Please copy the entries below word for word, every line of each, and leave out the pictures.

========================================

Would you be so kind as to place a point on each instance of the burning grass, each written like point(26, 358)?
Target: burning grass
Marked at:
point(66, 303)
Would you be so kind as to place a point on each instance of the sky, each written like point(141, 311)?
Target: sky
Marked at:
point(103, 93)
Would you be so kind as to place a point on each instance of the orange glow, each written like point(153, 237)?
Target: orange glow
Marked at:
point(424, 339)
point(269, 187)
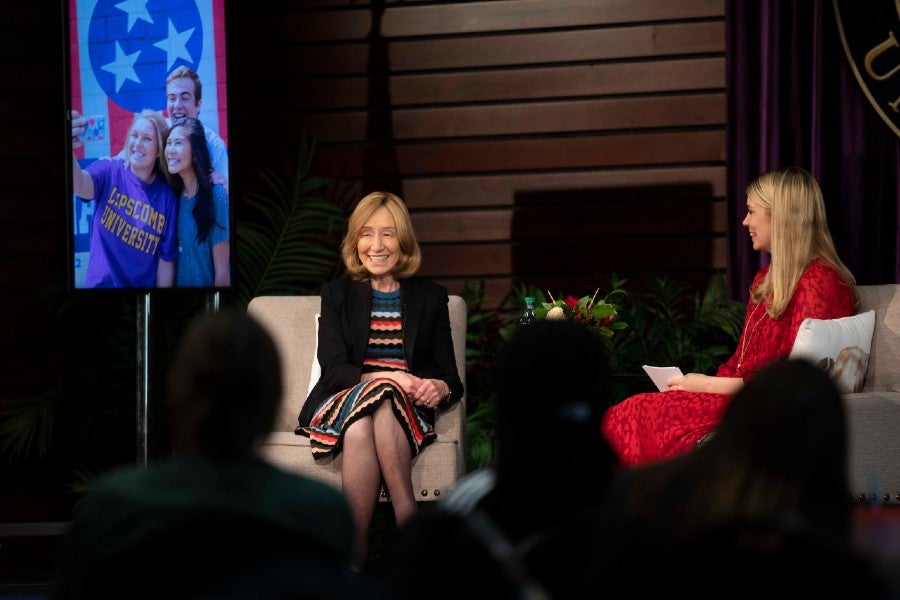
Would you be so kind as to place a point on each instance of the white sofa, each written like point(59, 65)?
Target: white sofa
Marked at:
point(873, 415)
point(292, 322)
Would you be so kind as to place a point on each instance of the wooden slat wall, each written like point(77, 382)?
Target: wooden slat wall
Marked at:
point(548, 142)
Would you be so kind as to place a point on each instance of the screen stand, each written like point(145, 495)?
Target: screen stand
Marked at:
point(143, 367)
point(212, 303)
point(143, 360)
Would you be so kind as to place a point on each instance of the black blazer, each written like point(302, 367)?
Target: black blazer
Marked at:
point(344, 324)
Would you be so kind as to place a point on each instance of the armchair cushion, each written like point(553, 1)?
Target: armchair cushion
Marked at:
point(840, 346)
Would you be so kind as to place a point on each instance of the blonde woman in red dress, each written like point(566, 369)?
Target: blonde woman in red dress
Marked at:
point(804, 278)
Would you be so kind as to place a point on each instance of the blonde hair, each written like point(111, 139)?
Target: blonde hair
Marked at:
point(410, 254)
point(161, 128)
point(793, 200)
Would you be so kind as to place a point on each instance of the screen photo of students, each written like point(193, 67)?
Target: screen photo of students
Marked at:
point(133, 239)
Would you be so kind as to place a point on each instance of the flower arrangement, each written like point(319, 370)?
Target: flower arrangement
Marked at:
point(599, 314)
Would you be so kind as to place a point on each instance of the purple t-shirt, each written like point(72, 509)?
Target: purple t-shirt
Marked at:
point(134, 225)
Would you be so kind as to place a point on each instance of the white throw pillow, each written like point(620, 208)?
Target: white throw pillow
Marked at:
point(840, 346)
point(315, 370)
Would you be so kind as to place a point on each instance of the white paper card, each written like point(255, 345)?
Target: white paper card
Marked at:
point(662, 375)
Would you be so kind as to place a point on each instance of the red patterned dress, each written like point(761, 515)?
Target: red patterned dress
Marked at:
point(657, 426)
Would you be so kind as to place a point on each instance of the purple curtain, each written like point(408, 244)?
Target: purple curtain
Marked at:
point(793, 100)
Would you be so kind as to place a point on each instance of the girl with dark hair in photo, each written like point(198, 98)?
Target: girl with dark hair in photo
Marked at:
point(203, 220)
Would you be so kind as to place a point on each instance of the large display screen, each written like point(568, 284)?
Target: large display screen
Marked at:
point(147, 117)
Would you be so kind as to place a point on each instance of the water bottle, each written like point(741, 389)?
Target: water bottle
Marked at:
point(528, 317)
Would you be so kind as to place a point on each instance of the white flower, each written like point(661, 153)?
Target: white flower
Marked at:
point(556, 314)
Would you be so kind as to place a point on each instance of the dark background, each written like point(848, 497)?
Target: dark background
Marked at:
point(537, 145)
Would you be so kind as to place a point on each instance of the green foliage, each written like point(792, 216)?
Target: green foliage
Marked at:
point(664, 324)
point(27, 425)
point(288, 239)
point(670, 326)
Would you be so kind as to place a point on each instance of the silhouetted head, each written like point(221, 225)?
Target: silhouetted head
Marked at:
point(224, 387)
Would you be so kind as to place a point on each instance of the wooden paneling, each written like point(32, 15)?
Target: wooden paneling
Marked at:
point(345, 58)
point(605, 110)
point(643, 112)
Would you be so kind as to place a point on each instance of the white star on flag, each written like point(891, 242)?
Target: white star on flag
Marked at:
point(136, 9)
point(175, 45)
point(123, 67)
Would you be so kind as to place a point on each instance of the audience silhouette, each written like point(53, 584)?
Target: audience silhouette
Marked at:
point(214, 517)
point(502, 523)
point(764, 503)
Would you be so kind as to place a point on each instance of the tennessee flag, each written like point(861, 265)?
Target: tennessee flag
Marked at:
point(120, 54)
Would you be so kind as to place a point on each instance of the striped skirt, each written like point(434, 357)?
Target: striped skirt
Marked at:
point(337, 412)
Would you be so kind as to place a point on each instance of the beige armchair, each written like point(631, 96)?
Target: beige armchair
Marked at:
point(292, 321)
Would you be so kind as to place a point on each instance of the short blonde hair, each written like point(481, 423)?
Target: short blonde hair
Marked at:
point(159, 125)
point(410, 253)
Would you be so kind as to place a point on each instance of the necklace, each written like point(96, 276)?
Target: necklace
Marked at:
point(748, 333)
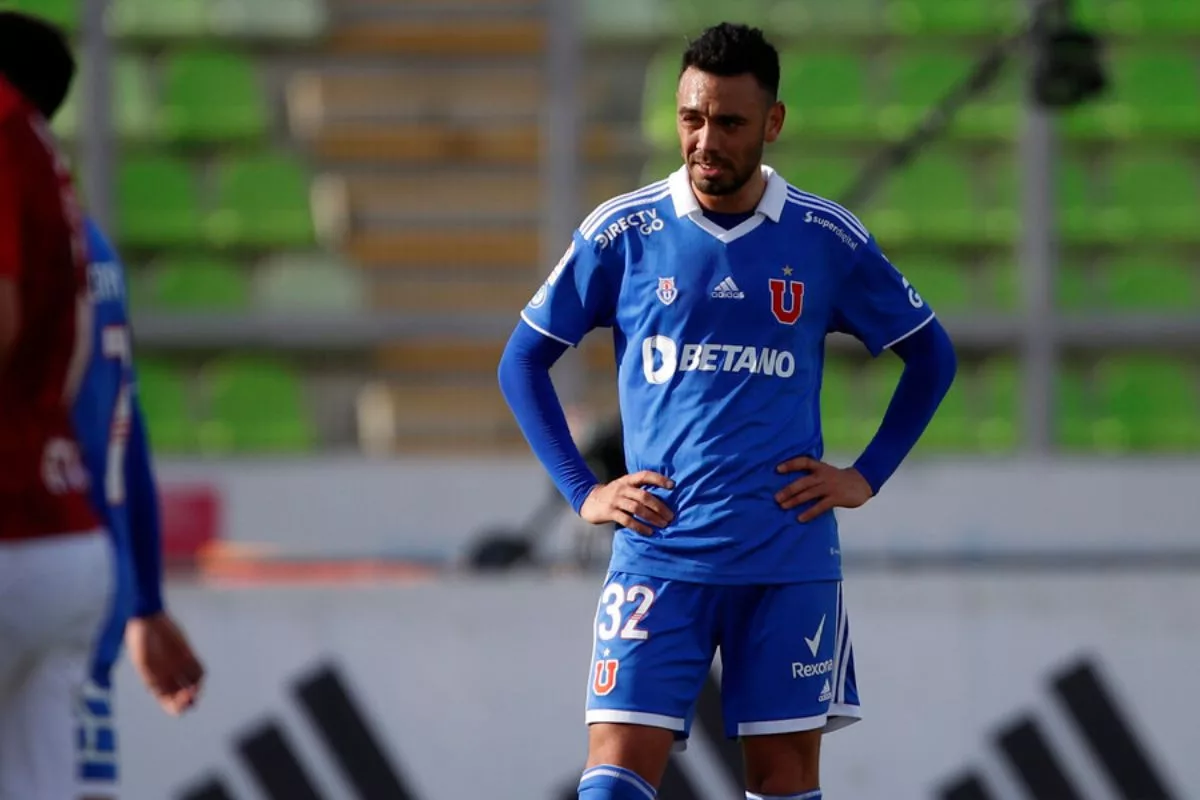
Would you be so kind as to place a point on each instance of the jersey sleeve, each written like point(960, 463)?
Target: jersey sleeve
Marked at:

========================================

> Written reply:
Would you be so kind as to place a point on each instance of the burning grass, each written like point(26, 358)?
Target: burning grass
Marked at:
point(66, 303)
Would you be so kind as to place a point on each instance of the sky, each written like point(141, 311)?
Target: sky
Marked at:
point(103, 93)
Would you be so kind as to place a point on each instance of the orange glow, each written like point(153, 237)?
Target: orange glow
Marked at:
point(424, 339)
point(269, 187)
Would you be so kind as to place a point on each instance of the white sofa, each written like point(59, 65)?
Target: white sofa
Marked at:
point(873, 415)
point(292, 322)
Would you be so kind as to place a point on each instance of the wooden slat wall, each written like point(77, 382)?
Target: wooden slat wall
Marked at:
point(548, 142)
Would you be so kind as to place a point on each instance of the screen stand, each written like point(145, 495)?
Target: screen stand
Marked at:
point(143, 367)
point(212, 303)
point(143, 360)
Would you be so kind as to place a point on each instance of the black blazer, each written like point(302, 367)?
Target: black blazer
Marked at:
point(344, 324)
Would you be so kind as to place a point on each instance of the armchair cushion, each written like point(553, 1)?
Target: armchair cushion
Marked at:
point(840, 346)
Would you be so kind as to place a point on each instance of the blonde woman in red dress, each written like point(566, 369)?
Target: blonde woman in red dress
Marked at:
point(804, 278)
Would you be so kind as to place a point on each instance of the blonde hair, each written like point(111, 139)?
Target: blonde hair
Marked at:
point(410, 254)
point(161, 128)
point(793, 200)
Would you be so kind as to place a point on each instance of the screen photo of students, each written like point(193, 67)?
Target: screen photo of students
Marked at:
point(133, 239)
Would you be so kind as to place a point on each instance of the flower arrangement, each written like point(319, 370)?
Target: flower arrangement
Marked at:
point(599, 314)
Would you be so kind as to place a point on each instance of the purple t-shirt, each written like point(72, 509)?
Target: purple t-shirt
Marked at:
point(134, 225)
Would you be so kind as to place a point on each instance of the white throw pillow, each written like point(620, 208)?
Target: white throw pillow
Marked at:
point(840, 346)
point(315, 370)
Would you be so kind as to place a point on each instance of the white paper card, each written like point(255, 345)?
Target: white paper card
Marked at:
point(662, 375)
Would you be so kind as to place a point on each instance of the red patterned dress, each written like point(761, 515)?
Target: red patterned dress
Marked at:
point(657, 426)
Would you be so kind as to place a point on each instance of the purple curtain, each written like point(408, 244)?
Target: purple curtain
Marked at:
point(793, 100)
Would you be so kind as to place a point on each instance of the girl with dark hair in photo, each written like point(198, 98)?
Target: girl with dark hair in photo
Marked at:
point(203, 220)
Would you be so kind as to place a point on each instance of the large display screen, each written like point(568, 284)?
Target: large display screen
Marked at:
point(147, 117)
Would you be so kind as to place a point on each instance of the water bottle, each written like point(741, 389)?
Target: water bottle
Marked at:
point(528, 317)
Would you be so kind as to place a point on each instance of the white flower, each written like point(661, 153)?
Target: white flower
Marked at:
point(556, 314)
Would you be so kind as to place a point on each instance of the dark background, each written like point(848, 497)?
Target: dark background
Marked at:
point(537, 145)
Would you be so kind as to place a point on each instance of the green foliage, each written like point(792, 216)?
Target: green foliage
Marked at:
point(664, 324)
point(27, 425)
point(288, 239)
point(670, 326)
Would you be so kind as to place a point on each instance of the silhouetted head, each written like point(221, 225)?
Target: silhouetted head
Marked at:
point(224, 387)
Would you be so kind as to place a point on each instance of the wooden paneling, each written like point(32, 15)?
Target: wooden paneling
Marked at:
point(345, 58)
point(605, 110)
point(643, 112)
Would you be so kind as to place a point on each instance of the white star on flag, each written like point(891, 242)?
Target: white star on flag
Marked at:
point(136, 9)
point(175, 45)
point(123, 67)
Would you be so kind as to place a point on each instance of the audience silhouette, each written like point(53, 584)?
Target: audience silhouette
Marked at:
point(214, 517)
point(502, 523)
point(764, 503)
Would you be so kind as to place a point on each instance of the tennessee flag, each written like point(861, 265)?
Target: tennessee flag
Marked at:
point(120, 54)
Would you be so kind as to place a point on each instance of the striped skirt, each written like point(434, 357)?
Target: striped skirt
Marked at:
point(337, 412)
Would you be so kind as to place a point on each instance of the beige armchair, each written like point(631, 96)?
Target: beige armchair
Marked at:
point(292, 321)
Would you be so kind as to place a point on each instance of the short blonde hair, each written like point(481, 423)?
Target: short blonde hair
Marked at:
point(159, 125)
point(410, 253)
Would you be so kind as to place a point on each instance of the necklace, each written like point(96, 276)?
Target: necklace
Marked at:
point(748, 333)
Would you be so kind as to place a point on each instance of the jersey sleeve, each written like point(960, 463)?
Target: jersey sleeve
Marked at:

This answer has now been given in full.